At Nine, where the ratings are sustained right now by endless repeats of Two and a Half Men, the good ship Sea Patrol held its own in the first half of the year with more than 1 million viewers. And we learned that almost 600,000 Victorians had not yet downloaded Underbelly illegally when they tuned in to the first pixellated episode last month; add them to the million interstate viewers who watched in April, and it may have earned back its legal fees.

While the two newest cop dramas, Nine's The Strip and Ten's Rush, are struggling, the numbers show that Australians have rediscovered the habit of watching dramas with a local accent.

The turning point came a year ago, Tingle says, with the return of David Gyngell to the helm of Channel Nine. "What the Australian networks desperately needed was a creative boost to competition," he says. "Without a strong Nine asserting itself, the industry doesn't flourish. The other thing that's happened is the networks have stopped just looking at numbers and started focusing on quality. That's what healthier competition has achieved."

Dr Vincent O'Donnell, an honorary fellow at the Royal Melbourne Institute of Technology's School of Applied Communication, agrees Australian TV has had a resurgence in the past year as a result of increasing competition between broadcasters.

"Historically, Channel Nine was always regarded as the home of well-written drama shows that were well-received by audiences, while Seven liked to consider itself as the broadcaster which excelled at sports," he says. "But a few years ago those perceptions started to change as Nine faltered. I believe when they commissioned Underbelly, it was probably as a result of that shift. It was an attempt to reassert themselves in this area of fast-moving, well-written drama."

O'Donnell says commissioning a big-budget program such as Underbelly "is a gamble for networks but one which hopefully they'll continue to make.

"A big-budget drama like that would cost … $300,000 to $400,000 for an hour of television. If a network bought a drama in from America, they'd probably get something for little more than a tenth of that. But it's important to remember that Australian audiences have always tuned in to these well-written locally produced shows, so hopefully networks will have to keep investing in them, even if they do cost a lot."

According to Geoff Brown, executive director of the Screen Producers Association of Australia, the Underbelly strategy was the result of a change in attitude to project financing by the major industry players. "A few years back, the Film Finance Corporation made a decision it would invest in 13-part Australian mini-series, along with the network licensees. What it did was ramp up budgets and led to shows like Underbelly, with substantially better production values and better writing.
=====
Work to complete:
1/ Answer these from the passage on Australian TV drama, one line each:
(a) How many Victorians tuned in to the first episode of Underbelly?
(b) Whose return to Channel Nine does Tingle name as the turning point?
(c) What does O'Donnell give as the cost of an hour of a big-budget drama?
2/ Name every television program mentioned in the passage on Australian TV drama.
3/ Please extract from the passage on Australian TV drama the text starting with "While the two" and going on through "competition between broadcasters.".
=====
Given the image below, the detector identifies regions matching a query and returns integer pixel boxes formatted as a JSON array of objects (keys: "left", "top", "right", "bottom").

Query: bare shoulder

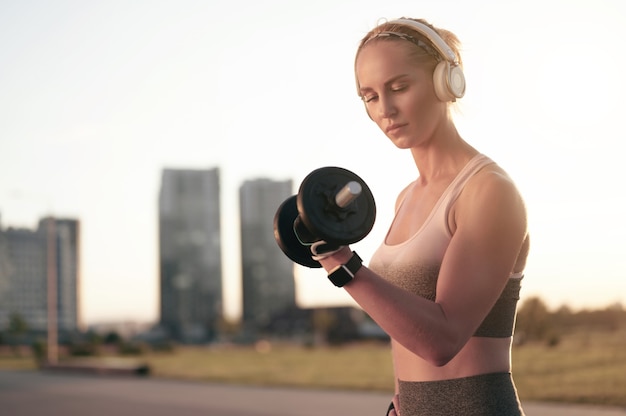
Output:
[
  {"left": 452, "top": 163, "right": 527, "bottom": 237},
  {"left": 462, "top": 163, "right": 525, "bottom": 211}
]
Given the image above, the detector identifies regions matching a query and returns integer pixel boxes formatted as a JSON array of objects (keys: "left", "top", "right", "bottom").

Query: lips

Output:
[{"left": 385, "top": 124, "right": 406, "bottom": 134}]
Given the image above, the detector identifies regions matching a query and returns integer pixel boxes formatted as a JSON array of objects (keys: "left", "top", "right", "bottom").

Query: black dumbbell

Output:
[{"left": 274, "top": 166, "right": 376, "bottom": 268}]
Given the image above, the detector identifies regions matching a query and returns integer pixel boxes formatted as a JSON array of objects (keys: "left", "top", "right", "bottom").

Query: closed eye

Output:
[{"left": 361, "top": 94, "right": 378, "bottom": 103}]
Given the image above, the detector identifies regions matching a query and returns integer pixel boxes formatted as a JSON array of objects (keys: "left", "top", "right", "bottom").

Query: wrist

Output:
[{"left": 318, "top": 246, "right": 352, "bottom": 273}]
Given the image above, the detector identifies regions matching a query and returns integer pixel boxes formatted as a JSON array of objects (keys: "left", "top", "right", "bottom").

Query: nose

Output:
[{"left": 378, "top": 95, "right": 397, "bottom": 118}]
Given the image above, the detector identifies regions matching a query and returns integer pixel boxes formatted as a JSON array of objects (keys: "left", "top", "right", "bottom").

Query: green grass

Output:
[
  {"left": 0, "top": 330, "right": 626, "bottom": 407},
  {"left": 513, "top": 330, "right": 626, "bottom": 407}
]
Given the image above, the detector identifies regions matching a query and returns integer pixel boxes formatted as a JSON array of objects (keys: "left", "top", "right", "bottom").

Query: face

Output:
[{"left": 355, "top": 40, "right": 447, "bottom": 149}]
=====
Answers to the tasks:
1/
(a) Almost 600,000
(b) David Gyngell's
(c) $300,000 to $400,000

2/ Two and a Half Men, Sea Patrol, Underbelly, The Strip, Rush

3/
While the two newest cop dramas, Nine's The Strip and Ten's Rush, are struggling, the numbers show that Australians have rediscovered the habit of watching dramas with a local accent.

The turning point came a year ago, Tingle says, with the return of David Gyngell to the helm of Channel Nine. "What the Australian networks desperately needed was a creative boost to competition," he says. "Without a strong Nine asserting itself, the industry doesn't flourish. The other thing that's happened is the networks have stopped just looking at numbers and started focusing on quality. That's what healthier competition has achieved."

Dr Vincent O'Donnell, an honorary fellow at the Royal Melbourne Institute of Technology's School of Applied Communication, agrees Australian TV has had a resurgence in the past year as a result of increasing competition between broadcasters.